- [What you are asked to do]
Reproduce verbatim every one of the lines below, from the line containing "Task: mark one point on every instance of the green" down to the final line, both included.

- [Raw data]
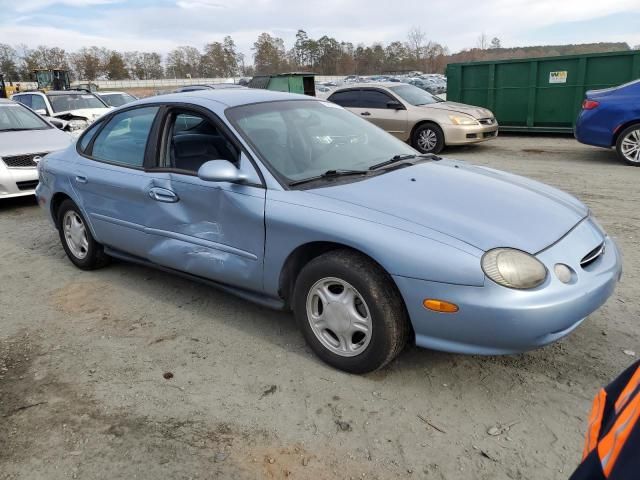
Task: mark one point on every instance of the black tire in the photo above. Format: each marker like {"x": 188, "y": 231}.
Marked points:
{"x": 389, "y": 320}
{"x": 430, "y": 130}
{"x": 94, "y": 256}
{"x": 624, "y": 135}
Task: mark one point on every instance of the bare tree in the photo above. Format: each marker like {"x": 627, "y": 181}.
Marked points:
{"x": 483, "y": 41}
{"x": 415, "y": 41}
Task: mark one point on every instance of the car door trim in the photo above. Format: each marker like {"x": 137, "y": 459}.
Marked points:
{"x": 177, "y": 236}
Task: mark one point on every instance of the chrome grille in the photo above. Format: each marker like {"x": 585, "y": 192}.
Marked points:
{"x": 22, "y": 161}
{"x": 592, "y": 256}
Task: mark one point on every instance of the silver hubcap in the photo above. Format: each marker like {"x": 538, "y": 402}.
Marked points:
{"x": 631, "y": 146}
{"x": 339, "y": 317}
{"x": 75, "y": 234}
{"x": 427, "y": 139}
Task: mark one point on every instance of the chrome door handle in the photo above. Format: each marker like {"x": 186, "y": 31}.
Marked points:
{"x": 163, "y": 195}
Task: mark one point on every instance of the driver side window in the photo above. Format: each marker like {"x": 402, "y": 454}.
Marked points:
{"x": 193, "y": 140}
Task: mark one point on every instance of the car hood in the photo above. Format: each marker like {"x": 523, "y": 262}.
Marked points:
{"x": 480, "y": 206}
{"x": 33, "y": 141}
{"x": 90, "y": 114}
{"x": 476, "y": 112}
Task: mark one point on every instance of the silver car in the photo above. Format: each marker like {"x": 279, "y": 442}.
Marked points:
{"x": 25, "y": 137}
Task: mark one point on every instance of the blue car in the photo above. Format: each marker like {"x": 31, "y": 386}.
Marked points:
{"x": 611, "y": 118}
{"x": 297, "y": 204}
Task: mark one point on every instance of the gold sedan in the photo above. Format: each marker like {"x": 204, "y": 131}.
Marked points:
{"x": 425, "y": 121}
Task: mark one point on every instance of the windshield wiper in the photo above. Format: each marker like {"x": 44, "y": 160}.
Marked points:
{"x": 330, "y": 174}
{"x": 402, "y": 158}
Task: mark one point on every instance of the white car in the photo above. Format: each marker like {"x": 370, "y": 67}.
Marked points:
{"x": 25, "y": 138}
{"x": 76, "y": 108}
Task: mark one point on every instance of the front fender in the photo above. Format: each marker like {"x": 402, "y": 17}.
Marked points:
{"x": 400, "y": 252}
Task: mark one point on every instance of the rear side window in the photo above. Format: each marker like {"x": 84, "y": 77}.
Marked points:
{"x": 348, "y": 98}
{"x": 194, "y": 140}
{"x": 374, "y": 99}
{"x": 88, "y": 135}
{"x": 124, "y": 139}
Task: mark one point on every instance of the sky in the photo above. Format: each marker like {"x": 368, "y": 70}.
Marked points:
{"x": 161, "y": 25}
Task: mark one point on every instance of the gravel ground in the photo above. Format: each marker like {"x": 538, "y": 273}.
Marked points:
{"x": 84, "y": 358}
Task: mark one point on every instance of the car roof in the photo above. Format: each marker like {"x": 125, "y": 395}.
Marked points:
{"x": 369, "y": 85}
{"x": 67, "y": 92}
{"x": 231, "y": 97}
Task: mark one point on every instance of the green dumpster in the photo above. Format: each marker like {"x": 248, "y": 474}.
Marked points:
{"x": 539, "y": 94}
{"x": 296, "y": 82}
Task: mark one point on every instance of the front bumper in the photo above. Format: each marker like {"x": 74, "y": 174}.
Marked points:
{"x": 464, "y": 134}
{"x": 17, "y": 182}
{"x": 496, "y": 320}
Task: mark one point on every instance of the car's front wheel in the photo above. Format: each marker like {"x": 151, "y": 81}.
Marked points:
{"x": 77, "y": 241}
{"x": 428, "y": 138}
{"x": 628, "y": 145}
{"x": 350, "y": 312}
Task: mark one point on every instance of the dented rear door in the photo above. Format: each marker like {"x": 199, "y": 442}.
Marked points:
{"x": 214, "y": 230}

- [Expected answer]
Task: mark one point on every instance of the green dumpster in the photo above. Format: each marker like {"x": 248, "y": 474}.
Marked points:
{"x": 539, "y": 94}
{"x": 296, "y": 82}
Task: mark one point on every instance of the front bumper in the photo above. Format: each marker like {"x": 74, "y": 174}.
Marked points:
{"x": 464, "y": 134}
{"x": 17, "y": 182}
{"x": 496, "y": 320}
Task: mark one point on every instance of the car's front wheel in the photo above. Format: each marker like {"x": 151, "y": 81}.
Marked points:
{"x": 77, "y": 241}
{"x": 428, "y": 138}
{"x": 628, "y": 145}
{"x": 350, "y": 312}
Task: mark one point on every instance of the dented rear door in the photo above. Format: each marker like {"x": 199, "y": 442}.
Marked points:
{"x": 214, "y": 230}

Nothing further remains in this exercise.